■ Task prompt
Lines containing the word "building" in the data below: say how many, with no other text.

[Records drawn from a dataset]
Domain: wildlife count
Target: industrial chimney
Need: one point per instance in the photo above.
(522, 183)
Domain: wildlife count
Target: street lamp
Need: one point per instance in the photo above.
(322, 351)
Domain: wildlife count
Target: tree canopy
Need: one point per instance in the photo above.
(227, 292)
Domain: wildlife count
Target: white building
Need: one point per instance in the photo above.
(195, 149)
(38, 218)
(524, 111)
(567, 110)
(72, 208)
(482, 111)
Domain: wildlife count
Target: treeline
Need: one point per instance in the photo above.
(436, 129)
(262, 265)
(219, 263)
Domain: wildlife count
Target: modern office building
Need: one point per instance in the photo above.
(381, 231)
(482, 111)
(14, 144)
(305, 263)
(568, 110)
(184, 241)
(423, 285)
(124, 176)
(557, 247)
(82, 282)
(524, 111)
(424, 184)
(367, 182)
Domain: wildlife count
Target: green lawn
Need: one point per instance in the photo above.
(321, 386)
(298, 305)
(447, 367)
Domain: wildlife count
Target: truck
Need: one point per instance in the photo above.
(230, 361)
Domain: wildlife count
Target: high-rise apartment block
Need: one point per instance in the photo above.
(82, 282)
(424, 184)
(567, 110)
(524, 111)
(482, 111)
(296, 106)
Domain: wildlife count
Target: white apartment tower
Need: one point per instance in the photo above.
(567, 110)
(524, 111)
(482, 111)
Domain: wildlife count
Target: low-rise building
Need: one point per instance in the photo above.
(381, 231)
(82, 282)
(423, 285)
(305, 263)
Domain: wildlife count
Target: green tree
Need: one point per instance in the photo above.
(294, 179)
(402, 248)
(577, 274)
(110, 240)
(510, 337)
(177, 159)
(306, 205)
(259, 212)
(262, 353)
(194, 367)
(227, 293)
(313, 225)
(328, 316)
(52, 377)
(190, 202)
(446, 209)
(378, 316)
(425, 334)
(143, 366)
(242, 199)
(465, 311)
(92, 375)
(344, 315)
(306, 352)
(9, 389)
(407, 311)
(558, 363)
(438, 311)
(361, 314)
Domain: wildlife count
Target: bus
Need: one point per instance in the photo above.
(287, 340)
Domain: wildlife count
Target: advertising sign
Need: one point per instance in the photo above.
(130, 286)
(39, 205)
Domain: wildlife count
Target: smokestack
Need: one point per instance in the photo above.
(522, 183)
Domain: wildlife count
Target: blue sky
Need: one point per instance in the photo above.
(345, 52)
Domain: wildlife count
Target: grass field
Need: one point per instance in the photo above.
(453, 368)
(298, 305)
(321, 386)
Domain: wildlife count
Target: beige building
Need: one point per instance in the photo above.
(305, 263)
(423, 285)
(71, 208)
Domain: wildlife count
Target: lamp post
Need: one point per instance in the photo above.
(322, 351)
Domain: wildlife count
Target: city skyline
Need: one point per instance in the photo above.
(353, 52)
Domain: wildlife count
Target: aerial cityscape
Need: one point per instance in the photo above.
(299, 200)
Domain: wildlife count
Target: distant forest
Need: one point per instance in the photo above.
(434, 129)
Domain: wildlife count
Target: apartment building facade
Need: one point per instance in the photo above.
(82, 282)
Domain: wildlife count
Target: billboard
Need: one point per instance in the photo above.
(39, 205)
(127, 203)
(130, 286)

■ Response to this exercise
5